__TEXTO DE LECTURA__

La desaparición forzada como dispositivo de necropoder
En los últimos años, uno de los fenómenos de mayor preocupación en México ha sido el de personas extraviadas o desaparecidas.[11] Un número importante de estos casos, como bien lo dan a conocer diversos abordajes periodísticos,[12] están vinculados al mundo del narcotráfico y el crimen organizado, como resultado del reclutamiento forzoso que se genera sobre diversos sectores de la población, principalmente jóvenes (De la O y Flores, 2012). Sin embargo, existe otro escenario en el que diversas evidencias han dado cuenta, que elementos adscritos a los organismos de seguridad pública y de las fuerzas armadas, han contribuido de manera sistémica a este tipo de práctica.

__INSTRUCCIÓN ESCRITA 1__
Según el texto sobre la desaparición forzada, ¿por qué un número importante de casos de personas desaparecidas está vinculado al narcotráfico y al crimen organizado? Responde en una a tres oraciones.
__INSTRUCCIÓN ESCRITA 2__
Indica si cada afirmación coincide con el texto sobre la desaparición forzada y responde sí o no, citando textualmente las palabras que lo deciden. (a) El de las personas extraviadas o desaparecidas ha sido en los últimos años uno de los fenómenos de mayor preocupación en México. (b) El reclutamiento forzoso recae sobre todo en personas mayores. (c) Elementos de las fuerzas armadas han contribuido de manera sistémica a este tipo de práctica.

__DATOS PROPORCIONADOS__
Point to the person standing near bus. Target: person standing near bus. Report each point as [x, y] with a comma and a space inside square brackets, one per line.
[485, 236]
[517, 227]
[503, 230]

__RESPUESTA FINAL 1__
Esos casos están vinculados al narcotráfico y al crimen organizado como resultado del reclutamiento forzoso que se genera sobre diversos sectores de la población, principalmente jóvenes.

__RESPUESTA FINAL 2__
(a) Sí: "En los últimos años, uno de los fenómenos de mayor preocupación en México ha sido el de personas extraviadas o desaparecidas."
(b) No: "principalmente jóvenes".
(c) Sí: "elementos adscritos a los organismos de seguridad pública y de las fuerzas armadas, han contribuido de manera sistémica a este tipo de práctica."